**What the exercise asks**
From the material below, pick out and copy every line that contains the word "woman".

····················

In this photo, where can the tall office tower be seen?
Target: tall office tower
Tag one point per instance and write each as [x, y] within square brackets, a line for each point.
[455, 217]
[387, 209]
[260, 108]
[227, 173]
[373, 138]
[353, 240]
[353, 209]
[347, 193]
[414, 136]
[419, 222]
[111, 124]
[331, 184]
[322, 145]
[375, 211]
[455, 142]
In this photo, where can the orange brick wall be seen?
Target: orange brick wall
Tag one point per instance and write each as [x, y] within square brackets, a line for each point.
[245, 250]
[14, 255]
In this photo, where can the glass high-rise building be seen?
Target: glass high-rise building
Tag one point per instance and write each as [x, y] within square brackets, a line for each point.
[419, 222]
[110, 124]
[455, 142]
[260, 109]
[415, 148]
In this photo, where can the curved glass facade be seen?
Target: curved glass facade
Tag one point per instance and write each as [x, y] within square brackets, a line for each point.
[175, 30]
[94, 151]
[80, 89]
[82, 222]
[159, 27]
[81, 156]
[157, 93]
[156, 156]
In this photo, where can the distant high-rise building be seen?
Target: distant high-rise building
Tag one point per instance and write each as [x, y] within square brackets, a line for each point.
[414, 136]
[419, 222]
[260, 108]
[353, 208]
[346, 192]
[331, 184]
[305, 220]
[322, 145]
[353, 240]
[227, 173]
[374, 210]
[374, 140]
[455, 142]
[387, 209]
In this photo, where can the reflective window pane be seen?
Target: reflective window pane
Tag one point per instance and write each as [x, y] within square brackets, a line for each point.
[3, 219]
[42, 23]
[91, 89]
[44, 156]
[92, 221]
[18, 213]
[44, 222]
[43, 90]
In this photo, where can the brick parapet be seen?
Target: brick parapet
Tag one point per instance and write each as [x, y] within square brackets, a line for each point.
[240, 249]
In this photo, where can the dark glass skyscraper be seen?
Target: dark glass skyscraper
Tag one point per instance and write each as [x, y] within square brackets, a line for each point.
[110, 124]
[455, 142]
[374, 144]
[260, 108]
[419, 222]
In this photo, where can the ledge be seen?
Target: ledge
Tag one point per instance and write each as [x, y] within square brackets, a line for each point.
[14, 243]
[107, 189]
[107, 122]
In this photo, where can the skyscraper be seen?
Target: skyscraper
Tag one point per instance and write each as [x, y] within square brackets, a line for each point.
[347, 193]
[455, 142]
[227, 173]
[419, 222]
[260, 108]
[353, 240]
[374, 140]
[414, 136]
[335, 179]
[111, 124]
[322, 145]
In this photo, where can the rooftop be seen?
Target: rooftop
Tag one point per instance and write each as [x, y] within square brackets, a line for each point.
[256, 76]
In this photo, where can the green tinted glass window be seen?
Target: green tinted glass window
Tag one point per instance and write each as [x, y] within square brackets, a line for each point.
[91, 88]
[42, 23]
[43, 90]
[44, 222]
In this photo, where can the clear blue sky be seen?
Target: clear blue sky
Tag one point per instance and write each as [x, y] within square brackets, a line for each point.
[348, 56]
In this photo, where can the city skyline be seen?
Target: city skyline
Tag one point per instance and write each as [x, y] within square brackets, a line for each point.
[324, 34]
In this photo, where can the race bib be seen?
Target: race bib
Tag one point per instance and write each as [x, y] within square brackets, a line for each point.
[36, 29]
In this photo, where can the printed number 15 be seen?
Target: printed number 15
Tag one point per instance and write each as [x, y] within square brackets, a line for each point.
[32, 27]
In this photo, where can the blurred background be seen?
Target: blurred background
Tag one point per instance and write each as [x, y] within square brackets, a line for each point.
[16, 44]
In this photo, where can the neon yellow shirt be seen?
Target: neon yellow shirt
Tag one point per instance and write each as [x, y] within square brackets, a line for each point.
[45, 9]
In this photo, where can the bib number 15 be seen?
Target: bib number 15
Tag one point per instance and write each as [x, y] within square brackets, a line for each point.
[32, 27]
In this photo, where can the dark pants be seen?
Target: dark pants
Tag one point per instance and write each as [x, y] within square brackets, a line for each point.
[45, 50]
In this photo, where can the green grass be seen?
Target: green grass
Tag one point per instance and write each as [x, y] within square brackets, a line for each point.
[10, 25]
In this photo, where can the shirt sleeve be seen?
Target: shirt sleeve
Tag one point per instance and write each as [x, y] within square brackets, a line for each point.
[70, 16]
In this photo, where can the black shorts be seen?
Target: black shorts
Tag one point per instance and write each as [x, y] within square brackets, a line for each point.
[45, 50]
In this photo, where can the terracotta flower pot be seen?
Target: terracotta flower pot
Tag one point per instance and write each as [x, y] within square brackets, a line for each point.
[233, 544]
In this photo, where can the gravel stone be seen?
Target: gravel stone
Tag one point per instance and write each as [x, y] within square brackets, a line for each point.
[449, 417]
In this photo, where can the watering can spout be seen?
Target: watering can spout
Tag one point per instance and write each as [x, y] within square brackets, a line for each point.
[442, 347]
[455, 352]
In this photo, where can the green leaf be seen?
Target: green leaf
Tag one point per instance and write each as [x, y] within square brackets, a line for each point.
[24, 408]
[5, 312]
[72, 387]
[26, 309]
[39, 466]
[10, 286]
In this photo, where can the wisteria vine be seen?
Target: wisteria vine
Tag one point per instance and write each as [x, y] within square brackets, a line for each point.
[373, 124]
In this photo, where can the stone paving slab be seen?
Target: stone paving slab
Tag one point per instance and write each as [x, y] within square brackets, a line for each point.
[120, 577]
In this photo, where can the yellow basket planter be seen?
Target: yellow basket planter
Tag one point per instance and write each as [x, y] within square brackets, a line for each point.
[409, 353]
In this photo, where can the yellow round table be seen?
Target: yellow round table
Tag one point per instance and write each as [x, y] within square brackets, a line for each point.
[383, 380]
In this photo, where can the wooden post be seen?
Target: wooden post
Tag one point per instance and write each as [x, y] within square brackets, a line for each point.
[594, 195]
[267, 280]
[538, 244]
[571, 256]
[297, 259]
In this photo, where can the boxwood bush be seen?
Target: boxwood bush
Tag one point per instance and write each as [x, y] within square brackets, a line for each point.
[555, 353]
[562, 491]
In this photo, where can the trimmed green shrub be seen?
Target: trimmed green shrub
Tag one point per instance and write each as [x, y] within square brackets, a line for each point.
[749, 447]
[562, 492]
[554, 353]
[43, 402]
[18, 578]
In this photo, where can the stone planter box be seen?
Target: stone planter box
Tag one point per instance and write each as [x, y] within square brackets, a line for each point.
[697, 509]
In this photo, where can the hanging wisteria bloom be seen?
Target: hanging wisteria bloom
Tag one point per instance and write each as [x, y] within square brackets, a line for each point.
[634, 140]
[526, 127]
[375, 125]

····················

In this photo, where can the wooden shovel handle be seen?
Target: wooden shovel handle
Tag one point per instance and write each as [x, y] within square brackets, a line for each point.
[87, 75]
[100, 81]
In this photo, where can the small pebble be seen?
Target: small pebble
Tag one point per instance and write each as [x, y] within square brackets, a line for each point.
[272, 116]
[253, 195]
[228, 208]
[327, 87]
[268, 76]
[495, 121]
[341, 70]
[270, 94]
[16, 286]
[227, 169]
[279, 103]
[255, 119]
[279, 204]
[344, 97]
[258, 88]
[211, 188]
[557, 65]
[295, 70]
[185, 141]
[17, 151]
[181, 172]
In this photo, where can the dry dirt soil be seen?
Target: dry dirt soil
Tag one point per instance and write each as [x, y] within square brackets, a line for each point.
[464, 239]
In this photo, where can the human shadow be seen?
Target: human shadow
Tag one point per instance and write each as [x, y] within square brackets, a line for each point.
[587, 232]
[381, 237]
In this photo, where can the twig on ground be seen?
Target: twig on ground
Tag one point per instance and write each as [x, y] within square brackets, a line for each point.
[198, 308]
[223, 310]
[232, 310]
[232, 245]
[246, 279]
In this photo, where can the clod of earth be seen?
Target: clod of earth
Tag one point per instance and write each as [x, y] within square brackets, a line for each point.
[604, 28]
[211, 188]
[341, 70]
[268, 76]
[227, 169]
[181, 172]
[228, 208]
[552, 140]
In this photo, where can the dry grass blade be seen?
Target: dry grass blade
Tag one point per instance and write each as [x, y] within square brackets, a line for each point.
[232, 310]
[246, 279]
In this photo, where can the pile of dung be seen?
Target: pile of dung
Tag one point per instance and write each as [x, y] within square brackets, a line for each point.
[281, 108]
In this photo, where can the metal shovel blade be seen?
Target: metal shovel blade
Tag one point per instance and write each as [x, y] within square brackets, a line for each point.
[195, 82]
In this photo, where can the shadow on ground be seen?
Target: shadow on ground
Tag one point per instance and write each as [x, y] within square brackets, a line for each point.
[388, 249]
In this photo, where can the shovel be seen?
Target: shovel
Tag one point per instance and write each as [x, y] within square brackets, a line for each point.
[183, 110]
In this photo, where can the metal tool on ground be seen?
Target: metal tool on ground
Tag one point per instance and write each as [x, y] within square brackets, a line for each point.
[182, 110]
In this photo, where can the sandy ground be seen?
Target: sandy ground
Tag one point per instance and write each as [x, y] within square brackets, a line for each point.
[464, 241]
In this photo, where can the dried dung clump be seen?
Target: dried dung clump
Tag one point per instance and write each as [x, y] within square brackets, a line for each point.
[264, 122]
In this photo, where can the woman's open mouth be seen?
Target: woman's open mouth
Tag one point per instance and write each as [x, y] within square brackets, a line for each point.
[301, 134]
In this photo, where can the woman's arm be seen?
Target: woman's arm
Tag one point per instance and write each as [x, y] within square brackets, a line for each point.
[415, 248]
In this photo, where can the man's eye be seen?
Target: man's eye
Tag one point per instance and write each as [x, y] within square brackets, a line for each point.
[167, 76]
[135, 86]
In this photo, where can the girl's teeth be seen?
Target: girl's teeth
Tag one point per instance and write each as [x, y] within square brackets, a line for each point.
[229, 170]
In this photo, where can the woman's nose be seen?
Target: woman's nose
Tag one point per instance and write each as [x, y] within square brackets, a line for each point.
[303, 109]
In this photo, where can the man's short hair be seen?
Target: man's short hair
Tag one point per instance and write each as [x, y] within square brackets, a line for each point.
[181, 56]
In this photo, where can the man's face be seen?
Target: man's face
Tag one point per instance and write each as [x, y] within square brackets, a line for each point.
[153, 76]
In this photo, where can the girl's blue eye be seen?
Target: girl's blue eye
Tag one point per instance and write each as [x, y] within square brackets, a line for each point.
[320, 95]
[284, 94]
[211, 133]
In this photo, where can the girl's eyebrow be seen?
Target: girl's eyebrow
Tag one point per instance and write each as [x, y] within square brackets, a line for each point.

····················

**Worked answer**
In this photo, where can the woman's open mouth be seen?
Target: woman's open mouth
In this photo, where can the woman's arm be seen?
Target: woman's arm
In this photo, where can the woman's nose be seen?
Target: woman's nose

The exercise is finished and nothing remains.